> [Excerpted text]:

-=-=-

# Building new racing loft



## klondike goldie (Apr 20, 2009)

Hello, I'm building .


----------



## RodSD (Oct 24, 2008)

How did you muscle to put those legs in?


----------



## ezemaxima (Jan 12, 2008)

Nice job but what size bolts did you use to tie the post to the frame? Plus how deep are the holes you made for the concrete base? I hope they are strong enough to carry the loft weight plus all the pigeons and you. Keep us posted!


----------



## james fillbrook (Jan 2, 2009)

its coming on just fine


----------



## Big T (Mar 25, 2008)

Great job!! If you screw a 2X2 into the frame cut the width of the post above the post this will give you added support between the post and the frame. Big guys like me aways worry about support. Looks good so far.


----------



## g0ldenb0y55 (Dec 23, 2008)

very nice beginning to what looks like a great looking loft. Keep us posted.

-=-=-

> [Data lines]:
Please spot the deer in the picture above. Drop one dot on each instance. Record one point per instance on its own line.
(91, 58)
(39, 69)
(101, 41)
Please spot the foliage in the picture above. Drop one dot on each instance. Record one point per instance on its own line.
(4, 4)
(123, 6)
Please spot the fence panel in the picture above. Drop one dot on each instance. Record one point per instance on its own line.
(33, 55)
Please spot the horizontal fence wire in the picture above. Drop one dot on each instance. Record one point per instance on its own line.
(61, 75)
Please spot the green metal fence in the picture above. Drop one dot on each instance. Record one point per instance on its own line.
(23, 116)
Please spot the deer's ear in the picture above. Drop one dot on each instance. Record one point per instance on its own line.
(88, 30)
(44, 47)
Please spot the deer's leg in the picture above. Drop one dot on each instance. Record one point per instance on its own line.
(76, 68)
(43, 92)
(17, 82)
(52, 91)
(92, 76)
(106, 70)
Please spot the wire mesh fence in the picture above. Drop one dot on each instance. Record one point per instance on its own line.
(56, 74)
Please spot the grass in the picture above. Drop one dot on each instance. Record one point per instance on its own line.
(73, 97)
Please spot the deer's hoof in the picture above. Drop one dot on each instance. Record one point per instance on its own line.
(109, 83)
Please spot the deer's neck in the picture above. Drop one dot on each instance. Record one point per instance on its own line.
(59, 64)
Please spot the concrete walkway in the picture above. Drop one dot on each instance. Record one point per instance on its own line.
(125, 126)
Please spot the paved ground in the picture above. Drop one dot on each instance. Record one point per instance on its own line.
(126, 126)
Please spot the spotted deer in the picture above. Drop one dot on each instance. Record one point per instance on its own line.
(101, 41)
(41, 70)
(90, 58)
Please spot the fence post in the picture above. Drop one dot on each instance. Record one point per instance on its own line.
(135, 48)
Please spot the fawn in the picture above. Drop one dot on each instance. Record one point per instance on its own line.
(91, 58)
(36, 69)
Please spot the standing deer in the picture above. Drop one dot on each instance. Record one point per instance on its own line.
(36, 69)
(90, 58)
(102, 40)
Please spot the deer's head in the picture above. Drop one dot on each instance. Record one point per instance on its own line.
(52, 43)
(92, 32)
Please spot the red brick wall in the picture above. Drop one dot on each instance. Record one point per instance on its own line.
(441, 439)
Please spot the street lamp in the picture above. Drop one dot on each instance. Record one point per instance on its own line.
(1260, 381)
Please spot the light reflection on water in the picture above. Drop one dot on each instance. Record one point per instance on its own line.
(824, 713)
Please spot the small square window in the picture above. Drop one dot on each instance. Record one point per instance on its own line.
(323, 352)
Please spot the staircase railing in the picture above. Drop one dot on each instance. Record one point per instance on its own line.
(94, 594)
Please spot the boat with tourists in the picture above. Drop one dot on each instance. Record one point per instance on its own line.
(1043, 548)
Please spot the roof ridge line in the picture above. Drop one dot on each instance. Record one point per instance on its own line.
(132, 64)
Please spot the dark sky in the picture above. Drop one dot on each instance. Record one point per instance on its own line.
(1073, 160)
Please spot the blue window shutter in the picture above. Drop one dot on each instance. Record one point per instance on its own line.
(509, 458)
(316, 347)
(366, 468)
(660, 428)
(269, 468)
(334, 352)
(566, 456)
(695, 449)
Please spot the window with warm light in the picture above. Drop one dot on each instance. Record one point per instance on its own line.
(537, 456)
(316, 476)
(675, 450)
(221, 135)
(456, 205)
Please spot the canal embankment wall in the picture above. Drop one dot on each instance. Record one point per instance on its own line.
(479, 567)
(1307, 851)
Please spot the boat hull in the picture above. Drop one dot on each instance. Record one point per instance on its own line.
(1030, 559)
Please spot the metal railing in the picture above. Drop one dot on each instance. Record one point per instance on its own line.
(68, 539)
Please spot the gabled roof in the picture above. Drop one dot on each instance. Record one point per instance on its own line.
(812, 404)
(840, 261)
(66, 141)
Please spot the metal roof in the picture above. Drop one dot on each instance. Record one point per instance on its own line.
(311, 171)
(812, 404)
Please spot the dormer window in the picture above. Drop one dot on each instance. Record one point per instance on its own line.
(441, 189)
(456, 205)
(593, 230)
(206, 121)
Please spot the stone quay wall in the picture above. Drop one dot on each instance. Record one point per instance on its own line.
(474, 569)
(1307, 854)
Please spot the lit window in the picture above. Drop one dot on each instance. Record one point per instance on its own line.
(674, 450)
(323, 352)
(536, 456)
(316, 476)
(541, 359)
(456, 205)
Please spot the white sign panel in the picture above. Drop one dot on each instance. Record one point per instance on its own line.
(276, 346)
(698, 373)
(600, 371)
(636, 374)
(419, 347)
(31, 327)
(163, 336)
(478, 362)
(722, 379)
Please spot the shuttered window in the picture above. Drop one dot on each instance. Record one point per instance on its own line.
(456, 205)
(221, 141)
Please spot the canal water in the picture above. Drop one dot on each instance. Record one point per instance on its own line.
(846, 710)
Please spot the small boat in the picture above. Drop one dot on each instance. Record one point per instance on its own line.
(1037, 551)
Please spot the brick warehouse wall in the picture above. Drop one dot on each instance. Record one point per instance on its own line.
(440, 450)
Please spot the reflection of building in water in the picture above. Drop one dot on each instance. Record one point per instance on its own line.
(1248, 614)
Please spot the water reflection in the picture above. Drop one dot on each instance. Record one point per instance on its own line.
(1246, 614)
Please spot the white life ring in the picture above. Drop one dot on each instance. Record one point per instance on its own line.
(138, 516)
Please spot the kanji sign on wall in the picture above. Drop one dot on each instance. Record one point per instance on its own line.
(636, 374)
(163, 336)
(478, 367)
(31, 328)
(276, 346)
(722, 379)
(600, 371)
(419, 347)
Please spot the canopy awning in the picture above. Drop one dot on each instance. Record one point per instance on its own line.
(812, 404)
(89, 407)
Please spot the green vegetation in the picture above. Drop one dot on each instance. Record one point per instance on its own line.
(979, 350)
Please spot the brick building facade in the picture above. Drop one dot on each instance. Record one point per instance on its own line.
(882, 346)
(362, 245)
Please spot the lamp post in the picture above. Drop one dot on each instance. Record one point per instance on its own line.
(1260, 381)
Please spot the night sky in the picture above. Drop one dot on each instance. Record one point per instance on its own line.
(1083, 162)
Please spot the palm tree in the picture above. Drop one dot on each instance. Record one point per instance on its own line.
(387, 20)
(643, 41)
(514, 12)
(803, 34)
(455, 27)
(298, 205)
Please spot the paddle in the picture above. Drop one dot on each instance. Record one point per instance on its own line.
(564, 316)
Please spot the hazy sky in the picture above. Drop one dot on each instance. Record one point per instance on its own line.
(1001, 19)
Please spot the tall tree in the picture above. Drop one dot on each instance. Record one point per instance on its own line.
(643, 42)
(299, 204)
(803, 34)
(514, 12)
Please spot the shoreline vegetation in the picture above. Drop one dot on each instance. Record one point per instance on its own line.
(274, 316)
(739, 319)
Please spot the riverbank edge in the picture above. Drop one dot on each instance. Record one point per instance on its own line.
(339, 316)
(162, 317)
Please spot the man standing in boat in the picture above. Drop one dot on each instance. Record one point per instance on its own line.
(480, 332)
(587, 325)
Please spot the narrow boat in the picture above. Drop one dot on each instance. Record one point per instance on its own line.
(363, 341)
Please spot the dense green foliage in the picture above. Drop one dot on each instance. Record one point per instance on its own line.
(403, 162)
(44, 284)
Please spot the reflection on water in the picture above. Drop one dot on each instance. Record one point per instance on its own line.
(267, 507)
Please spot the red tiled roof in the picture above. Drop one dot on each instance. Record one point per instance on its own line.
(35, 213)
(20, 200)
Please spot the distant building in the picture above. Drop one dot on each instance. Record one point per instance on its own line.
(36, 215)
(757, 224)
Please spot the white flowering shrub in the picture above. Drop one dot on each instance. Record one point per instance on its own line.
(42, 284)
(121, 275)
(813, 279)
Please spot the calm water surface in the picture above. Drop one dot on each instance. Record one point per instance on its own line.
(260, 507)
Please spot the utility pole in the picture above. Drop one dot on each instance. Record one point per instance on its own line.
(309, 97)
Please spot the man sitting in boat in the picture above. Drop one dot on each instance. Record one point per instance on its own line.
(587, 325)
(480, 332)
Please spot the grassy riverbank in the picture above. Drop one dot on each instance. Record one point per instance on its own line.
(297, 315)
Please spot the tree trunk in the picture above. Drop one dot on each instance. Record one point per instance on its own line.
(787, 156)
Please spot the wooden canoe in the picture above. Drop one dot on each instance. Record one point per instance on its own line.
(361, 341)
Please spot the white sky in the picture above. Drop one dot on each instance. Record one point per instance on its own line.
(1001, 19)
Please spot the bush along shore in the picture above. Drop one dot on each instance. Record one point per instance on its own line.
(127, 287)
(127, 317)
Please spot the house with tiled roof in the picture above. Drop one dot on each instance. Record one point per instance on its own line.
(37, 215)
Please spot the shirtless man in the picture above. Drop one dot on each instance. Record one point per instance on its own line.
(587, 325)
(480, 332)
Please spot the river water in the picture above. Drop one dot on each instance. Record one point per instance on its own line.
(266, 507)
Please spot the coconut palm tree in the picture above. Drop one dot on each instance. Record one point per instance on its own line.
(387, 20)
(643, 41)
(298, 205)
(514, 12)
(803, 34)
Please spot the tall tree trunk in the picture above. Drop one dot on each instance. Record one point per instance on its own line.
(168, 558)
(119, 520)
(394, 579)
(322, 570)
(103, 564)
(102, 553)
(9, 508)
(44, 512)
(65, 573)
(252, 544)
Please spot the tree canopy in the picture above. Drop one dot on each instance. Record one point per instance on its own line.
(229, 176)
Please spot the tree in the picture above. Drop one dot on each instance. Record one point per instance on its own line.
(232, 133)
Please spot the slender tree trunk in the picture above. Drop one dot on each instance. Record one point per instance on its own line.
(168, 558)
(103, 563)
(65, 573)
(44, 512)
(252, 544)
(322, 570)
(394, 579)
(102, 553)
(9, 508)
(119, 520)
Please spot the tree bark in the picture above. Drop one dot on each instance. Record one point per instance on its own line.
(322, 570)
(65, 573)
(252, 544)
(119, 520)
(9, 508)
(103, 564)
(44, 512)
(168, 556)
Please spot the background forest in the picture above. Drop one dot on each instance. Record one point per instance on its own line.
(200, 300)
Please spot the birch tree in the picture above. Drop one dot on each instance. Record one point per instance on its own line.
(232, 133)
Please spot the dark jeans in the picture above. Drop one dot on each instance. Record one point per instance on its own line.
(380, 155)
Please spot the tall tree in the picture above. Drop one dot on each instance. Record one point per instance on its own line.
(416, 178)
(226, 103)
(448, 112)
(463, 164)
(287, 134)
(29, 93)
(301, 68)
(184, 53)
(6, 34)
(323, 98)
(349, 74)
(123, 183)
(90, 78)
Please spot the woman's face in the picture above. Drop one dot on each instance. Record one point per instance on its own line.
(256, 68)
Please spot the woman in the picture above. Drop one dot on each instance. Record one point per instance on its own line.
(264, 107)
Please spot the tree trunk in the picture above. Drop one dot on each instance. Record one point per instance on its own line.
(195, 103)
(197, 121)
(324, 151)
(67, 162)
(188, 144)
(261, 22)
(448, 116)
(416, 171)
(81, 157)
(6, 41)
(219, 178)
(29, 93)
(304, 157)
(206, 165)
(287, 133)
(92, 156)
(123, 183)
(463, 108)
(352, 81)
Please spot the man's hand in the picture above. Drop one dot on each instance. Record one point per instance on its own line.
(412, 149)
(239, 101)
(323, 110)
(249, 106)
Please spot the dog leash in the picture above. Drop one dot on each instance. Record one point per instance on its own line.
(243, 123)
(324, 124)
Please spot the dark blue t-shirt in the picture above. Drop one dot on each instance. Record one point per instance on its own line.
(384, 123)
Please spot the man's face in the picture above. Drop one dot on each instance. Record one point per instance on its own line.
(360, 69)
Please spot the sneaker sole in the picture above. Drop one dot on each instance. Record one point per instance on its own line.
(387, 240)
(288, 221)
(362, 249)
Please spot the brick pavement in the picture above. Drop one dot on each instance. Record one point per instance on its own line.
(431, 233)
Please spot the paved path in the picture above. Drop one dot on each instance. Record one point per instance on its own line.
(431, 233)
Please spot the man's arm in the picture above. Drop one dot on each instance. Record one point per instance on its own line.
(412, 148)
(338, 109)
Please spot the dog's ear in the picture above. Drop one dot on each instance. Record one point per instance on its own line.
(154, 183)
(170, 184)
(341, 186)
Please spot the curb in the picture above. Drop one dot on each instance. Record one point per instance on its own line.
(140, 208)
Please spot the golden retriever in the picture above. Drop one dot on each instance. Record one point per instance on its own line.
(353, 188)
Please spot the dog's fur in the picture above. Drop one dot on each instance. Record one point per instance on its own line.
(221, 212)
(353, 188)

-=-=-

> [Goal A]: In the racing loft thread, what does Big T suggest screwing into the frame above the post for added support?
> [Goal B]: Pick up the racing loft thread after its final post.

> [Final answer A]: A 2X2 cut to the width of the post.

> [Final answer B]:
----------



## sandiego (Jan 11, 2008)

are you planning to put cover on top of the pipe? it would help to protect them from the water going inside...


----------



## adamant (Apr 16, 2009)

post a pic


----------



## ThePigeonKid (Jan 15, 2009)

Yes, please post some more pics. Good job!


----------



## Jay3 (May 4, 2008)

Sounds like you're moving quickly and doing a great job. We love pictures! (hint, hint) LOL.


----------



## Deluhathol (Jan 26, 2009)

OK first of all you are doing an awesome job on that loft. I would love to have the property to be able to build something like that. But I have to ask, what are you using for the floor? It looks very durable. I'm currently looking into building a bigger loft and wanted to know where you got that stuff.


----------



## Lovebirds (Sep 6, 2002)

Your loft is really looking good!!


----------



## Jay3 (May 4, 2008)

It's really looking great. I can hardly wait to see it finished. Bet you feel the same way.


----------



## sandiego (Jan 11, 2008)

it looks realy nice bud!!! keep us update!


----------



## Big T (Mar 25, 2008)

Add power and a bathroom ant I can move in. Great loft.


----------



## kingsley hannah (Jan 9, 2008)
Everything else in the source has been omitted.